WHAT YOU HAVE TO DO:
Reproduce every one of the entries below word for word, keeping each line as it is.

MATERIAL SUPPLIED:
'''

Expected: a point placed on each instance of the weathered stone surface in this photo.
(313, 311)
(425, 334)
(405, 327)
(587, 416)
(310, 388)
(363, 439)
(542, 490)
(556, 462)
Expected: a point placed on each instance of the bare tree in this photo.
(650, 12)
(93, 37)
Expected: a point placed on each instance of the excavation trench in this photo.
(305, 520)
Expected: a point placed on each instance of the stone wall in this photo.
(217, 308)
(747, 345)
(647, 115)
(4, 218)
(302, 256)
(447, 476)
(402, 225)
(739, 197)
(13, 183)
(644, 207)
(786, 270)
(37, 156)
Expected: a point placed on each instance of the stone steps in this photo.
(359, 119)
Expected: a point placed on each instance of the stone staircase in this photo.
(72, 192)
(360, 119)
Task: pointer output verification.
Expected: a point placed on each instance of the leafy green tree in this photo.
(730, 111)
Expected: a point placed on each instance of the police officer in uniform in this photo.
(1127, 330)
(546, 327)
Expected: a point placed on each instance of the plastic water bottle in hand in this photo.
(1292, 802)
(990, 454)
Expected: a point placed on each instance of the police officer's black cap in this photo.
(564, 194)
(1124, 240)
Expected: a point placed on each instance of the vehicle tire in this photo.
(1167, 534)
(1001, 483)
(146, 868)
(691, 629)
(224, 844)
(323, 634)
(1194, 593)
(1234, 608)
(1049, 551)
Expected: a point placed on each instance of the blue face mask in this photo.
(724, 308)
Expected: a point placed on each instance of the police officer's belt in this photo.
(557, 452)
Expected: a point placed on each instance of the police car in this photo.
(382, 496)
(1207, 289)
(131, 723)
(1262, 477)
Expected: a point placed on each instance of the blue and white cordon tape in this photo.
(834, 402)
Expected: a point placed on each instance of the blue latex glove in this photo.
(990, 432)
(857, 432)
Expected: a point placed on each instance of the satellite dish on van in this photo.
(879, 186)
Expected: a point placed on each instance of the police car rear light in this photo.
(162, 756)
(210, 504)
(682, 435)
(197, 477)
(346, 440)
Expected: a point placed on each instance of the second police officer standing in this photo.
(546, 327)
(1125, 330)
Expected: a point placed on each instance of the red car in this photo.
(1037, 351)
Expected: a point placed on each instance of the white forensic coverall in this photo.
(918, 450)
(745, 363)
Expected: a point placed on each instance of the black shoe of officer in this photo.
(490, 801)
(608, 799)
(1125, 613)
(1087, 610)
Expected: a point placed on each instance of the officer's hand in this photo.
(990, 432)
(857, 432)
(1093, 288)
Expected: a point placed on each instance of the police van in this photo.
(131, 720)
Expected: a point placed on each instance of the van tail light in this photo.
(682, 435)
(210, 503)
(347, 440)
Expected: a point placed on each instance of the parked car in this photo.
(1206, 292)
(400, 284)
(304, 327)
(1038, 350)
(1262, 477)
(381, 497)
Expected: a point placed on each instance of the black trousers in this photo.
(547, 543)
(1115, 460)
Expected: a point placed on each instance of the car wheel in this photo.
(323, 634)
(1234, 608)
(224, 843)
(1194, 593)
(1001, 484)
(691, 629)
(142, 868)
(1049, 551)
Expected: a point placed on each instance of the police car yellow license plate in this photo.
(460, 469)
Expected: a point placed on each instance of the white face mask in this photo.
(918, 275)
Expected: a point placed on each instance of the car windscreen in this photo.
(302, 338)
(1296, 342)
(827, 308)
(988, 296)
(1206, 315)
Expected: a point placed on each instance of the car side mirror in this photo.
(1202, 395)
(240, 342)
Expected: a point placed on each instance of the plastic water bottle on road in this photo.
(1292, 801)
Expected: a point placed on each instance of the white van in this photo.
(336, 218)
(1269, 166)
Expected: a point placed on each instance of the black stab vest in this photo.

'''

TASK SOLUTION:
Expected: a point placed on each instance of the weathered stone surface in this photo.
(313, 311)
(425, 334)
(405, 327)
(587, 416)
(310, 388)
(363, 439)
(542, 490)
(556, 462)
Expected: a point placed on each instance of the bare tree in this photo.
(650, 12)
(93, 37)
Expected: a point placed on each instance of the excavation trench in this photo.
(305, 520)
Expected: a point placed on each instance of the stone wall in this photo.
(217, 308)
(747, 345)
(647, 115)
(4, 218)
(302, 256)
(447, 476)
(402, 225)
(739, 197)
(13, 183)
(644, 207)
(786, 270)
(37, 156)
Expected: a point placed on each instance of the stone steps in this photo.
(359, 119)
Expected: a point placed on each instance of the stone staircase in this photo.
(72, 192)
(360, 119)
Task: pointer output verification.
Expected: a point placed on each instance of the leafy green tree in this photo.
(730, 111)
Expected: a point placed on each instance of the police officer in uniform in this photo.
(1127, 330)
(546, 327)
Expected: a point placed on each instance of the plastic water bottle in hand in this photo.
(1292, 802)
(990, 454)
Expected: a point placed on each instance of the police officer's black cap in this photo.
(564, 194)
(1124, 240)
Expected: a point placed on each instance of the vehicle tire in this photo.
(1167, 534)
(1001, 483)
(146, 868)
(691, 629)
(224, 844)
(323, 634)
(1194, 593)
(1234, 608)
(1049, 551)
Expected: a point placed on each instance of the blue face mask in this photo.
(724, 308)
Expected: a point placed on each instance of the police officer's belt in this photo.
(557, 452)
Expected: a point placed on each instance of the police car in this photo.
(382, 496)
(1207, 289)
(131, 723)
(1262, 477)
Expected: a point placed on each instance of the blue and white cordon tape in this photo.
(834, 402)
Expected: a point placed on each instance of the blue latex glove in this photo.
(990, 432)
(857, 432)
Expected: a point placed on each instance of the satellite dish on van in this photo.
(879, 186)
Expected: a point placed on each instance of the police car rear light in this photo.
(162, 756)
(210, 504)
(682, 435)
(197, 477)
(346, 440)
Expected: a point placed on each instance of the second police officer standing in this photo.
(546, 327)
(1125, 330)
Expected: a point placed on each instance of the red car in this photo.
(1037, 351)
Expected: a point placed on each instance of the white forensic coverall in this photo.
(918, 450)
(745, 363)
Expected: a point placed on each instance of the black shoe of officer in this photo.
(490, 801)
(608, 799)
(1125, 613)
(1087, 610)
Expected: a point placed on each instance of the officer's hand in this photo.
(990, 432)
(857, 432)
(1093, 288)
Expected: a point placed on each instance of the police van in this photo.
(131, 720)
Expected: a point placed on each instance of the van tail light in this photo.
(682, 435)
(210, 503)
(347, 440)
Expected: a point placed on each instance of the parked car in this photo.
(1206, 292)
(400, 284)
(304, 327)
(1038, 350)
(1262, 477)
(381, 497)
Expected: a point placed on each instance of the black trousers in this photo.
(547, 543)
(1115, 460)
Expected: a point placed on each instance of the car wheel in this photo.
(323, 634)
(1234, 608)
(224, 843)
(1194, 593)
(1001, 484)
(691, 629)
(142, 868)
(1049, 551)
Expected: a point placed on each instance of the police car yellow license plate in this photo.
(460, 469)
Expected: a point placed on each instance of the white face mask in this photo.
(918, 275)
Expected: a point placed on each instance of the car windscreen in this photo.
(302, 338)
(1296, 342)
(827, 308)
(988, 296)
(1206, 315)
Expected: a point placed on each instance of the car side mirror in this photo.
(1202, 395)
(240, 342)
Expected: a point placed on each instance of the plastic water bottle on road in this photo.
(1292, 801)
Expected: a point placed on each instance of the white van in this photo.
(336, 218)
(1269, 166)
Expected: a point placed on each instance of the black stab vest in this photo.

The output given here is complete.